> _WHAT TO PRODUCE_: Copy out every line of the records below that contains the string "marking".

Rows from a dataset

--

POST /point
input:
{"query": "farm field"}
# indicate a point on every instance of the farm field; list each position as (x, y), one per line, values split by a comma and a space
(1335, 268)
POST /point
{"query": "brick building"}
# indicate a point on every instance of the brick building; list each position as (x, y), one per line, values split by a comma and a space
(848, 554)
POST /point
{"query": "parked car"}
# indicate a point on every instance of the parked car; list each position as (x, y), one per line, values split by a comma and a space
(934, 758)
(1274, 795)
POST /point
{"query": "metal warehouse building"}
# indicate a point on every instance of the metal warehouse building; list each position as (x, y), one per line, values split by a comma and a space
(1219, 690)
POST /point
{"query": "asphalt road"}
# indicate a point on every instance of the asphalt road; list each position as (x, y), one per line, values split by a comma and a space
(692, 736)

--

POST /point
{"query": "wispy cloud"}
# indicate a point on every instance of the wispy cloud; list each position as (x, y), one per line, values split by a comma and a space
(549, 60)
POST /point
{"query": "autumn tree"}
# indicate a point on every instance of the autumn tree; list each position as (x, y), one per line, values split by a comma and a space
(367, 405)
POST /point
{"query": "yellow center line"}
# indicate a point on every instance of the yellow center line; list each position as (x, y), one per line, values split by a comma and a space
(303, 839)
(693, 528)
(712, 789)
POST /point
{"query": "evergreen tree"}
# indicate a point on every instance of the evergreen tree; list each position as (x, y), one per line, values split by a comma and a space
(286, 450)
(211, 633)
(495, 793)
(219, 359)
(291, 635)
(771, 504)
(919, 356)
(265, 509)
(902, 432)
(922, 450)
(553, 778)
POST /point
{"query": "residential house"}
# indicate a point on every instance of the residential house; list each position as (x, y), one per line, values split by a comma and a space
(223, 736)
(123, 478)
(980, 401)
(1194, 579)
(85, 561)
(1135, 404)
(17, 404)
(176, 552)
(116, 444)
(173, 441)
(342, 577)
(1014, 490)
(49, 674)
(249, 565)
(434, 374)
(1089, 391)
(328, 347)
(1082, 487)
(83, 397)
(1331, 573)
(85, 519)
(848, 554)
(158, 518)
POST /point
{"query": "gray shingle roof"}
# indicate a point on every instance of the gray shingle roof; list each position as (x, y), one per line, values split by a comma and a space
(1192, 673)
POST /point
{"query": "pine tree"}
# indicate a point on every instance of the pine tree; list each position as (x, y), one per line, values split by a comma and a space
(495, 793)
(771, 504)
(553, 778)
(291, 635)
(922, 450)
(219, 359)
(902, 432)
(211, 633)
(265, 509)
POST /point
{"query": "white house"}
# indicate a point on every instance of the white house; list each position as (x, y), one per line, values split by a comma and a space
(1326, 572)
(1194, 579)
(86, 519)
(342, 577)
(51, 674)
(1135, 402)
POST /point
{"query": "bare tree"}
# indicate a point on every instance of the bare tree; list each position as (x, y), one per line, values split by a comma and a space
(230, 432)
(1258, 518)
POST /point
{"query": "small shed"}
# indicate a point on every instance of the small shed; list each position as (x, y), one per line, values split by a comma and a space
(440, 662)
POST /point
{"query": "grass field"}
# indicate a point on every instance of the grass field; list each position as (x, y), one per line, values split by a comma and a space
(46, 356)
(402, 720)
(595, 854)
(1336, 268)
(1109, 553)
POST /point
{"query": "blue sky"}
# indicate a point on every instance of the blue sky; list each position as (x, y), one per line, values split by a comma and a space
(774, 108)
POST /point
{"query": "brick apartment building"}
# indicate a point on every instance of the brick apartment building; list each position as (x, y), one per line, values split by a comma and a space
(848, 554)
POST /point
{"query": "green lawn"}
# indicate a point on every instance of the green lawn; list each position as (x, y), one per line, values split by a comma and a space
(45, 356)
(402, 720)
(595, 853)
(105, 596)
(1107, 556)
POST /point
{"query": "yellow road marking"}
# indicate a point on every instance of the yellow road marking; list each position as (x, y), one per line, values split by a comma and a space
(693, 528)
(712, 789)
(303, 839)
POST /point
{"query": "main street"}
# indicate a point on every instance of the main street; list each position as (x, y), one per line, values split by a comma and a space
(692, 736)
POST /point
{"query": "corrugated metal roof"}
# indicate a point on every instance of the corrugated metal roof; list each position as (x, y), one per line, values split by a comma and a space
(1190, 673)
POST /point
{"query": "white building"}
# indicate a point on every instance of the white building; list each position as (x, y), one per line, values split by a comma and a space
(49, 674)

--

> _ANSWER TO THE PROBLEM_:
{"query": "yellow road marking"}
# indicate a point on every instance of the yellow road marking; list each position as (x, y), one per line, values split by a comma and a space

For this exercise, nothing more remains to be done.